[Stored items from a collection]
'''
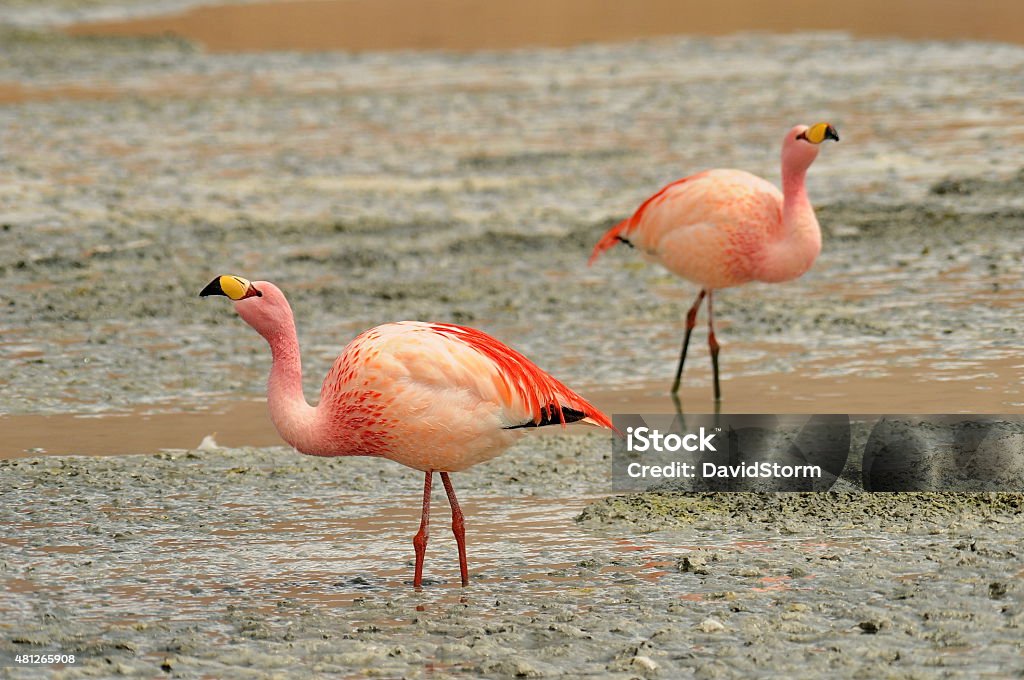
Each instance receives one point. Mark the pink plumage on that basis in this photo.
(721, 228)
(436, 397)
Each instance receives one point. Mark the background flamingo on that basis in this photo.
(725, 227)
(432, 396)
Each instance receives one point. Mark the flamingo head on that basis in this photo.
(802, 142)
(261, 304)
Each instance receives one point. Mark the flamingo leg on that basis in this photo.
(713, 345)
(420, 540)
(691, 321)
(458, 527)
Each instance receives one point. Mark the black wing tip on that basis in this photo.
(549, 416)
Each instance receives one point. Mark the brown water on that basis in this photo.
(471, 25)
(961, 386)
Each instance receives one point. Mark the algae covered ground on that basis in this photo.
(470, 188)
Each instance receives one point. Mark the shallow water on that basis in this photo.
(462, 25)
(213, 562)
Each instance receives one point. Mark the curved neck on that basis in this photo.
(798, 240)
(290, 412)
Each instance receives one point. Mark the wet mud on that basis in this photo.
(264, 563)
(470, 188)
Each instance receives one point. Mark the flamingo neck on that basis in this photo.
(290, 412)
(798, 241)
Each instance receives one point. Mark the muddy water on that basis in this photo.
(880, 382)
(214, 562)
(466, 25)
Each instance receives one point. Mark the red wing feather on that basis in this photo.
(615, 234)
(543, 395)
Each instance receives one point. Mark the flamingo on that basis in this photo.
(436, 397)
(720, 228)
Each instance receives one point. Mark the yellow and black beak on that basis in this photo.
(235, 288)
(818, 133)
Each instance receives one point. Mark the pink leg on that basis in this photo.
(713, 345)
(458, 527)
(691, 321)
(420, 540)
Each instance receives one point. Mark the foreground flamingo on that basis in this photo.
(432, 396)
(725, 227)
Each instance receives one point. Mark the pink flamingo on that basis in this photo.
(726, 227)
(435, 397)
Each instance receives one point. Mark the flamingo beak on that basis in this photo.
(818, 133)
(235, 288)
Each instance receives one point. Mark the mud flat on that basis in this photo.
(470, 187)
(264, 563)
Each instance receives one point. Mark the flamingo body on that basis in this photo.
(725, 227)
(436, 397)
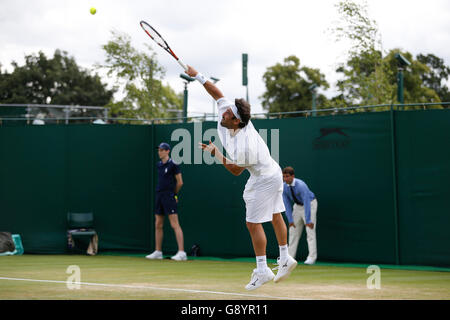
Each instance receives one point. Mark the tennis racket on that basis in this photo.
(152, 33)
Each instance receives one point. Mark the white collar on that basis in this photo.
(233, 132)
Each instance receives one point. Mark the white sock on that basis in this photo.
(261, 263)
(283, 251)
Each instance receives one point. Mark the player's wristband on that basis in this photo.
(201, 78)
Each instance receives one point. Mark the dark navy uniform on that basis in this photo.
(165, 202)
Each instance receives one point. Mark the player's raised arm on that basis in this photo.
(210, 87)
(227, 163)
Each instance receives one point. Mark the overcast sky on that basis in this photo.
(211, 35)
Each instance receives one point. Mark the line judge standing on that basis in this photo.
(301, 210)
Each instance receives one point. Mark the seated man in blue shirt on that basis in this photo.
(301, 209)
(169, 183)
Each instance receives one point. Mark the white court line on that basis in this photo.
(152, 288)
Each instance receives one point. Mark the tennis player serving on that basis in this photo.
(263, 194)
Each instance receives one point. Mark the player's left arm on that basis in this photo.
(227, 163)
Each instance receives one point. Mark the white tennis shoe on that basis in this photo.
(259, 278)
(180, 256)
(285, 267)
(156, 255)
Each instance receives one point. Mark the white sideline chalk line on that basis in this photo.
(151, 288)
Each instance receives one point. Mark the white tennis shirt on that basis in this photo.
(246, 148)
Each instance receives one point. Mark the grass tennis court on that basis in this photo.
(106, 277)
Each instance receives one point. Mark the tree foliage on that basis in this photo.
(437, 75)
(369, 76)
(58, 80)
(288, 86)
(140, 75)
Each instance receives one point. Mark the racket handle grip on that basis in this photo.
(182, 65)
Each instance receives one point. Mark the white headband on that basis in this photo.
(235, 112)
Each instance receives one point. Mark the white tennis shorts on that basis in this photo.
(263, 196)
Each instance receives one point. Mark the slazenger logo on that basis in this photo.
(331, 138)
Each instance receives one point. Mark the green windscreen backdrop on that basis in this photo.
(381, 181)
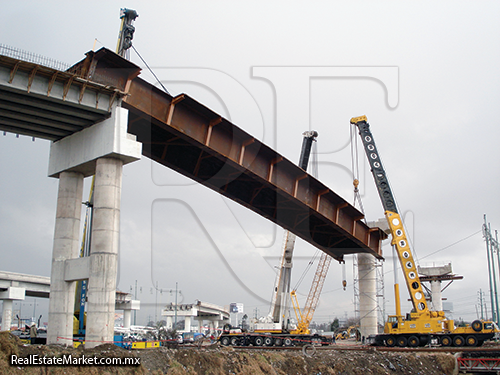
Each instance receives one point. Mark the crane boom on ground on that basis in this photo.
(422, 326)
(280, 304)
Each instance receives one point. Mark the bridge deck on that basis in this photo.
(182, 134)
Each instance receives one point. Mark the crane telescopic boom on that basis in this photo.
(399, 240)
(421, 326)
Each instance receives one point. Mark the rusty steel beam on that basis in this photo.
(184, 135)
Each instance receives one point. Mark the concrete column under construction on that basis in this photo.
(367, 277)
(7, 314)
(104, 252)
(66, 246)
(437, 299)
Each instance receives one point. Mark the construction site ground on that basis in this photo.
(214, 359)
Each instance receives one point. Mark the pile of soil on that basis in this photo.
(217, 360)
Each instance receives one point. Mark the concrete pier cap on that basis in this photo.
(101, 149)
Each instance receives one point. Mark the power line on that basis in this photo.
(150, 70)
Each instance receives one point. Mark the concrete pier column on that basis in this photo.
(187, 324)
(436, 296)
(7, 314)
(66, 246)
(127, 318)
(367, 295)
(104, 252)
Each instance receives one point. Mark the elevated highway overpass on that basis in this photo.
(99, 113)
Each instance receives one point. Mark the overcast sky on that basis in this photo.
(424, 73)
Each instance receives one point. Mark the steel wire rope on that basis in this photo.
(150, 70)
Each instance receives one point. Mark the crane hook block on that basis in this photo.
(355, 120)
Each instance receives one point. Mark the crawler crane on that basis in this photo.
(421, 326)
(276, 329)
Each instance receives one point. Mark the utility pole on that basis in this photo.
(135, 298)
(481, 303)
(175, 320)
(491, 270)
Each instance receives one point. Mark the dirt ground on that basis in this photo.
(217, 360)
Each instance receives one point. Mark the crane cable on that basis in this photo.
(150, 70)
(355, 169)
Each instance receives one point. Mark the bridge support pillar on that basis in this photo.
(101, 149)
(104, 252)
(7, 314)
(367, 277)
(66, 246)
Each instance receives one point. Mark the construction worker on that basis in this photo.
(33, 333)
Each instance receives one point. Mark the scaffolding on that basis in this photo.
(34, 58)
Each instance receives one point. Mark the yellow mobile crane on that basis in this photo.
(421, 326)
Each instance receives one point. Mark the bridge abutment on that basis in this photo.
(101, 149)
(66, 246)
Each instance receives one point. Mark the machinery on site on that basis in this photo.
(276, 329)
(421, 326)
(349, 333)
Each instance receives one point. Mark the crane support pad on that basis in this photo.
(184, 135)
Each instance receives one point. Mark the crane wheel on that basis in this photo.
(445, 341)
(390, 341)
(258, 341)
(402, 341)
(458, 341)
(477, 325)
(471, 340)
(413, 341)
(268, 341)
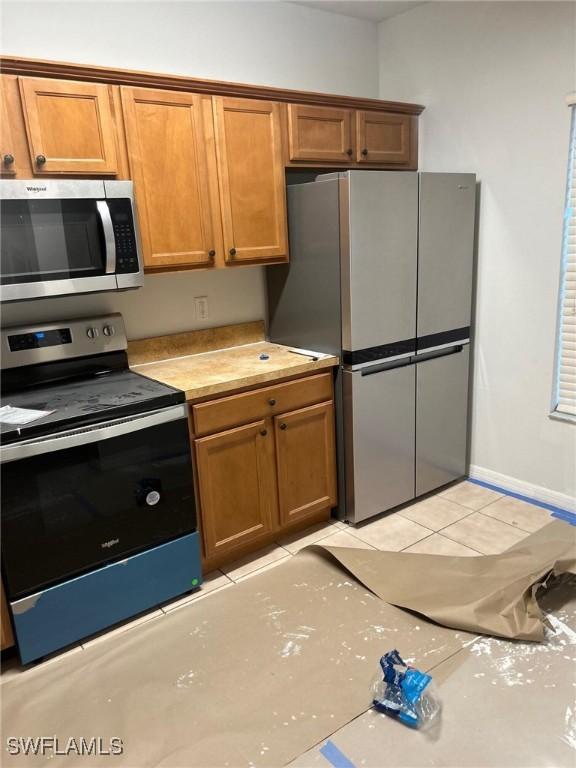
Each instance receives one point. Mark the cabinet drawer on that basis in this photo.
(228, 412)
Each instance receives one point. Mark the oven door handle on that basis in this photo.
(109, 239)
(93, 434)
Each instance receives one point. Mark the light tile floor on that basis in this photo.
(465, 519)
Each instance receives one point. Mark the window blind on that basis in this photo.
(565, 395)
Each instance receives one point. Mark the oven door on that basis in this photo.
(76, 500)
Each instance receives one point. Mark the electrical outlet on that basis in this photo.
(201, 307)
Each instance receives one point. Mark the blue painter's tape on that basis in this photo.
(567, 517)
(338, 759)
(556, 511)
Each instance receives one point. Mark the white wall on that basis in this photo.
(269, 43)
(493, 77)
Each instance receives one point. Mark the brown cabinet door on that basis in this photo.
(236, 478)
(305, 457)
(7, 147)
(167, 154)
(252, 186)
(6, 636)
(320, 134)
(384, 137)
(70, 127)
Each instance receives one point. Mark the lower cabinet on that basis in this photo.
(305, 461)
(237, 486)
(6, 636)
(272, 474)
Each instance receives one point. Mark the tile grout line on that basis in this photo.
(514, 527)
(274, 562)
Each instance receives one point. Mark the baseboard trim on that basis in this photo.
(535, 494)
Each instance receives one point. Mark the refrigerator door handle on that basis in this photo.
(422, 357)
(384, 366)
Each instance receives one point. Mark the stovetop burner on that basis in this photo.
(78, 388)
(87, 401)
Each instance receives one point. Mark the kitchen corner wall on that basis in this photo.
(265, 43)
(494, 77)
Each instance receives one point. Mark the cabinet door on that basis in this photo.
(306, 461)
(6, 636)
(70, 127)
(167, 153)
(252, 186)
(7, 147)
(383, 137)
(236, 478)
(14, 159)
(320, 134)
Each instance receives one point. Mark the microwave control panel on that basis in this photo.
(124, 235)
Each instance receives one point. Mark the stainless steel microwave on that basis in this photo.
(59, 238)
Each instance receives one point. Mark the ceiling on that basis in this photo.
(372, 10)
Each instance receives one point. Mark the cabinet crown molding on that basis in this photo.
(28, 67)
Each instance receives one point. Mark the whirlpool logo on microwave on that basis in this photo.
(110, 544)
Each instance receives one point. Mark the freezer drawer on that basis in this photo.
(445, 253)
(379, 432)
(441, 419)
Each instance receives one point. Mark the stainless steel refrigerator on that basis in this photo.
(381, 274)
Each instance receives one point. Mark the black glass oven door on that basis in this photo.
(46, 240)
(69, 510)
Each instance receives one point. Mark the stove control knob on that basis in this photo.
(152, 498)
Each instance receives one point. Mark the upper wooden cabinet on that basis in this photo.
(7, 146)
(168, 157)
(251, 176)
(14, 159)
(320, 134)
(70, 127)
(384, 138)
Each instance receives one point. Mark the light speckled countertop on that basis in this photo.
(225, 370)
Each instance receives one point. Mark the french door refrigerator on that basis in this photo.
(381, 275)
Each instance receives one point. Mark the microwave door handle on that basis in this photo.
(109, 239)
(85, 435)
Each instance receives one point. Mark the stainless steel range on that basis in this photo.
(98, 506)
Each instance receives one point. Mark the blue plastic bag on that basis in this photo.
(405, 693)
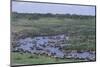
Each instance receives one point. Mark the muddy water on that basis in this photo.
(50, 45)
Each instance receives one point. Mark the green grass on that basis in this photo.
(81, 32)
(26, 58)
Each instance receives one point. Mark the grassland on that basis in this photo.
'''
[TASK GOAL]: Output exactly the lines from the line containing "Each instance receives one point. Mark the microwave control" through the last line of the records, both included, and leave out every picture.

[RESULT]:
Each instance receives one point. Mark the microwave control panel on that basis in this photo.
(124, 235)
Each instance receives one point. Mark the stainless steel microwave on that basis in this photo.
(59, 238)
Each instance receives one point. Mark the ceiling on that basis in this photo.
(372, 10)
Each instance receives one point. Mark the cabinet crown molding on that basis in this photo.
(28, 67)
Each instance receives one point. Mark the whirlpool logo on microwave on that basis in this photo.
(110, 544)
Each instance receives one point. Mark the freezer drawer on that basis in this photo.
(445, 253)
(379, 432)
(441, 419)
Each instance receives one point. Mark the stainless steel refrigerator on that basis in this photo.
(381, 274)
Each instance receives one point. Mark the black glass oven door on that basis in this photo.
(46, 240)
(69, 510)
Each instance receives one point. Mark the stove control knob on that basis in this photo.
(152, 498)
Each instance receives one point. Mark the upper wooden cabinet on that basis in this photo.
(7, 146)
(168, 157)
(251, 176)
(14, 159)
(320, 134)
(70, 127)
(384, 138)
Each instance receives one point. Mark the light speckled countertop on that basis in this photo.
(225, 370)
Each instance receives one point. Mark the french door refrigerator on that basis in this photo.
(381, 275)
Each instance receives one point. Mark the microwave door handle on that basis in this photo.
(109, 239)
(85, 435)
Each instance receives one point. Mark the stainless steel range on that basis in this photo.
(98, 506)
Each instance receives one point. Mark the blue plastic bag on that basis in this photo.
(405, 693)
Each instance receives one point. Mark the muddy water on that basis in this photo.
(50, 45)
Each instance receives one point. Mark the green grass on that basis in this photo.
(81, 32)
(26, 58)
Each instance receives one point. Mark the grassland on that basis in this photo.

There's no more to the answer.